* _Given instruction_
Extract every line of the entries below word for word, and leave the pictures out of your answer.

◆ ◆ ◆ ◆

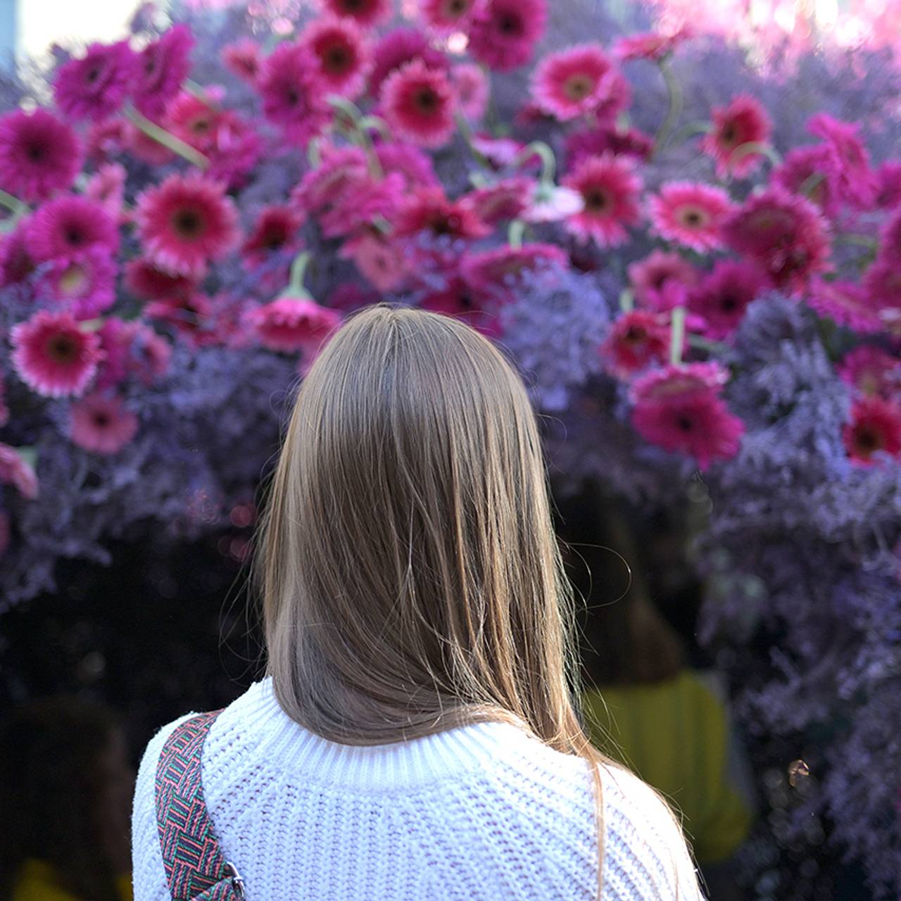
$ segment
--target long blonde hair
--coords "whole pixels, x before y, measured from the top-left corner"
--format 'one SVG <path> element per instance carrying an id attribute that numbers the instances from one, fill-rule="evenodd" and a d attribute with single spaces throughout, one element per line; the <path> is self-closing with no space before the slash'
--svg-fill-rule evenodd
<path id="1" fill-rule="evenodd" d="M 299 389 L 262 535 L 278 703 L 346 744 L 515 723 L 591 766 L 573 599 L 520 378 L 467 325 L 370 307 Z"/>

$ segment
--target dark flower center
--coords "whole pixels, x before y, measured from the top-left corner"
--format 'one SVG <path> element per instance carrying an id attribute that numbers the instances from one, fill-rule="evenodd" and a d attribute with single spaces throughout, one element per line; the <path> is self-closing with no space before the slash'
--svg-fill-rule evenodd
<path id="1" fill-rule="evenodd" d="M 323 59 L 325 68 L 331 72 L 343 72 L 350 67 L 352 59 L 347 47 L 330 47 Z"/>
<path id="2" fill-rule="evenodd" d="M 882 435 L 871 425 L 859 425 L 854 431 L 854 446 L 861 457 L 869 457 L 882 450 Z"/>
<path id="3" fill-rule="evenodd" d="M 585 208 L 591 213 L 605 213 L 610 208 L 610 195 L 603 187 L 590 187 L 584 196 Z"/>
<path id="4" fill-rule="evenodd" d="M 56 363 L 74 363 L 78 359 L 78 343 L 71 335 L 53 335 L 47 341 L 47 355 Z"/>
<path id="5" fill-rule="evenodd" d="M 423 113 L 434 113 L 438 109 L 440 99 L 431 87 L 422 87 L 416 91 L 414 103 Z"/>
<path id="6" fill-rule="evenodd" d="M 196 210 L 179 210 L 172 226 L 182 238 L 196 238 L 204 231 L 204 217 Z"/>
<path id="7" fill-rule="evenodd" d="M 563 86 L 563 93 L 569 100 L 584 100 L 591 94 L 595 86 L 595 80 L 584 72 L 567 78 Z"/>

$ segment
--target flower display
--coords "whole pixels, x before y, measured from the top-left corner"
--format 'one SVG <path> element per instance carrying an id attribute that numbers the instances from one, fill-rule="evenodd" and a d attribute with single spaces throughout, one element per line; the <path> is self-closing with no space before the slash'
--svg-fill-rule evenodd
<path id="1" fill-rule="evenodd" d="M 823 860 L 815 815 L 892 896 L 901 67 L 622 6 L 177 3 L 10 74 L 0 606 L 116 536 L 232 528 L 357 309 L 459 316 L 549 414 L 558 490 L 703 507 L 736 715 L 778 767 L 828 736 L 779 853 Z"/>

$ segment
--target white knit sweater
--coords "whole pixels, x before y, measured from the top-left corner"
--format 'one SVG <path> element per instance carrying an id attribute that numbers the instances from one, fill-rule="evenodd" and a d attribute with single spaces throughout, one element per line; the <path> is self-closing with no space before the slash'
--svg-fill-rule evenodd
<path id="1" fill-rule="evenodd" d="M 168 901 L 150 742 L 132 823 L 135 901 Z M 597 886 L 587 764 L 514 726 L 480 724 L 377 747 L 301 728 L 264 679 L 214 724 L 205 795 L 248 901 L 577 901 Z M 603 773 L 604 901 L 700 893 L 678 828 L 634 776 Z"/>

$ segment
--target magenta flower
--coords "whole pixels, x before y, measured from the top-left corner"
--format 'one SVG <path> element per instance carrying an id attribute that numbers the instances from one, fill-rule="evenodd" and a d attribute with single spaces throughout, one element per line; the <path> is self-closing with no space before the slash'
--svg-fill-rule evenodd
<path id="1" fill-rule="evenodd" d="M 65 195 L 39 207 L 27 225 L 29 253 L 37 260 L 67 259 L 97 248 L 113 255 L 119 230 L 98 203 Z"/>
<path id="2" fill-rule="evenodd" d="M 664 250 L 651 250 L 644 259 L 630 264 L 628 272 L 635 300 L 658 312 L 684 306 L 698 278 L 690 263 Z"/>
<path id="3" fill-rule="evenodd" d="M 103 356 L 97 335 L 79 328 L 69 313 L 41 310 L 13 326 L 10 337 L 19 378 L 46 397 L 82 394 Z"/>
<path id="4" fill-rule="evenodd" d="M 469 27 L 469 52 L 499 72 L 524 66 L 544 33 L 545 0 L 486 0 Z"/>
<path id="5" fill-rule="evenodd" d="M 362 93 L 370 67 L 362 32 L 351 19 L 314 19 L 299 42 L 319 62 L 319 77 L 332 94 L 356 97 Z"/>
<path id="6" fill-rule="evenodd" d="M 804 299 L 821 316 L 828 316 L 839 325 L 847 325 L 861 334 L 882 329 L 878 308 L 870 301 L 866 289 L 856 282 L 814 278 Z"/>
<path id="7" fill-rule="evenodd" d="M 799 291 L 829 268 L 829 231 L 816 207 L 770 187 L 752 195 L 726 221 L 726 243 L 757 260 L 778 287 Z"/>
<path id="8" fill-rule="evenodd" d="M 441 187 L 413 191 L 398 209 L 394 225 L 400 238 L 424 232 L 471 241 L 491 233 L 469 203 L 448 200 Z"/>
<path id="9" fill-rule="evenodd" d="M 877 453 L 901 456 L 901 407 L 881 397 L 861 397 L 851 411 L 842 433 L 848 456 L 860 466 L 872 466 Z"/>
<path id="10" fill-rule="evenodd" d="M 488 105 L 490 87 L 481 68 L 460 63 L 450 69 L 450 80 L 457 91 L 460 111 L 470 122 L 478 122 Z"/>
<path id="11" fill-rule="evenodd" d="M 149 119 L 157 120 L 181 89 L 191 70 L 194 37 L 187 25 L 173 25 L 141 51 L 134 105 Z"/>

◆ ◆ ◆ ◆

* _Result_
$ segment
--target long blonde hair
--coords "whole pixels, x before y, measured from the top-left corner"
--format 'one SVG <path> element per instance carrying an id attribute that numbers the instances from one, fill-rule="evenodd" and a d attribute with single spaces throughout, one element per line; the <path> is self-closing with no space before the slash'
--svg-fill-rule evenodd
<path id="1" fill-rule="evenodd" d="M 299 389 L 262 535 L 278 703 L 346 744 L 515 723 L 591 766 L 573 599 L 520 378 L 467 325 L 370 307 Z"/>

$ segment
--target dark flower center
--coords "whole pixels, x before y, measured from the top-left corner"
--format 'one SVG <path> element per instance carrying an id attribute that numbers the instances from one, fill-rule="evenodd" and a d attribute with single spaces throughout, one element per line; the <path> is self-closing with no space before the slash'
--svg-fill-rule evenodd
<path id="1" fill-rule="evenodd" d="M 323 59 L 325 68 L 331 72 L 343 72 L 350 67 L 352 59 L 347 47 L 330 47 Z"/>
<path id="2" fill-rule="evenodd" d="M 882 435 L 871 425 L 859 425 L 854 431 L 854 446 L 861 457 L 869 457 L 882 450 Z"/>
<path id="3" fill-rule="evenodd" d="M 585 208 L 591 213 L 605 213 L 610 208 L 610 195 L 603 187 L 590 187 L 584 196 Z"/>
<path id="4" fill-rule="evenodd" d="M 56 363 L 74 363 L 78 359 L 78 343 L 71 335 L 53 335 L 47 341 L 47 355 Z"/>
<path id="5" fill-rule="evenodd" d="M 423 113 L 434 113 L 438 109 L 440 99 L 431 87 L 422 87 L 416 91 L 414 103 Z"/>
<path id="6" fill-rule="evenodd" d="M 196 210 L 179 210 L 172 226 L 182 238 L 196 238 L 204 231 L 204 217 Z"/>
<path id="7" fill-rule="evenodd" d="M 563 86 L 563 93 L 569 100 L 584 100 L 591 94 L 595 86 L 595 80 L 584 72 L 567 78 Z"/>

$ segment
--target flower display
--coords "whole pixels, x before y, measured from the top-left corner"
--format 'one SVG <path> element per instance carrying an id attribute that numbers the instances from one, fill-rule="evenodd" and a d attribute with single spaces throughout, one element per line; the <path> is self-closing with no space before the slash'
--svg-fill-rule evenodd
<path id="1" fill-rule="evenodd" d="M 823 860 L 815 815 L 892 896 L 901 67 L 622 6 L 177 3 L 10 74 L 0 606 L 116 536 L 232 528 L 357 309 L 459 316 L 549 414 L 558 490 L 703 507 L 736 715 L 778 767 L 828 736 L 779 853 Z"/>

$ segment
--target white knit sweater
--coords "whole pixels, x before y, measured from the top-left corner"
--format 'one SVG <path> element per instance carrying an id attribute that numbers the instances from one, fill-rule="evenodd" and a d attribute with single spaces throughout, one element per line; the <path> is self-closing with no space before the slash'
--svg-fill-rule evenodd
<path id="1" fill-rule="evenodd" d="M 168 901 L 150 742 L 132 823 L 135 901 Z M 597 886 L 587 764 L 514 726 L 480 724 L 377 747 L 301 728 L 264 679 L 214 724 L 205 795 L 248 901 L 577 901 Z M 603 773 L 604 901 L 700 893 L 678 828 L 634 776 Z"/>

$ segment
--target magenta flower
--coords "whole pixels, x before y, measured from the top-left corner"
--format 'one SVG <path> element per instance carrying an id attribute that numbers the instances from one, fill-rule="evenodd" and a d attribute with single spaces throughout, one element per line; the <path> is self-closing with no space before the slash'
--svg-fill-rule evenodd
<path id="1" fill-rule="evenodd" d="M 65 195 L 39 207 L 27 225 L 29 253 L 37 260 L 67 259 L 97 248 L 113 255 L 119 230 L 98 203 Z"/>
<path id="2" fill-rule="evenodd" d="M 664 250 L 651 250 L 644 259 L 630 264 L 628 272 L 635 300 L 658 312 L 684 306 L 698 278 L 690 263 Z"/>
<path id="3" fill-rule="evenodd" d="M 103 356 L 97 335 L 79 328 L 69 313 L 41 310 L 13 326 L 10 337 L 19 378 L 46 397 L 82 394 Z"/>
<path id="4" fill-rule="evenodd" d="M 469 27 L 469 52 L 499 72 L 524 66 L 544 33 L 545 0 L 486 0 Z"/>
<path id="5" fill-rule="evenodd" d="M 362 93 L 370 67 L 362 32 L 351 19 L 314 19 L 299 42 L 319 62 L 319 77 L 332 94 L 356 97 Z"/>
<path id="6" fill-rule="evenodd" d="M 804 299 L 821 316 L 828 316 L 839 325 L 847 325 L 861 334 L 882 329 L 878 308 L 870 301 L 866 289 L 856 282 L 814 278 Z"/>
<path id="7" fill-rule="evenodd" d="M 799 291 L 829 268 L 829 231 L 816 207 L 770 187 L 752 195 L 726 221 L 726 243 L 757 260 L 778 287 Z"/>
<path id="8" fill-rule="evenodd" d="M 441 187 L 413 191 L 398 209 L 394 225 L 400 238 L 424 232 L 471 241 L 491 233 L 469 203 L 448 200 Z"/>
<path id="9" fill-rule="evenodd" d="M 877 453 L 901 456 L 901 407 L 881 397 L 861 397 L 851 411 L 842 433 L 848 456 L 860 466 L 872 466 Z"/>
<path id="10" fill-rule="evenodd" d="M 488 105 L 490 87 L 481 68 L 460 63 L 450 69 L 450 80 L 457 91 L 460 111 L 470 122 L 478 122 Z"/>
<path id="11" fill-rule="evenodd" d="M 149 119 L 157 120 L 181 89 L 191 70 L 194 37 L 187 25 L 173 25 L 141 51 L 134 105 Z"/>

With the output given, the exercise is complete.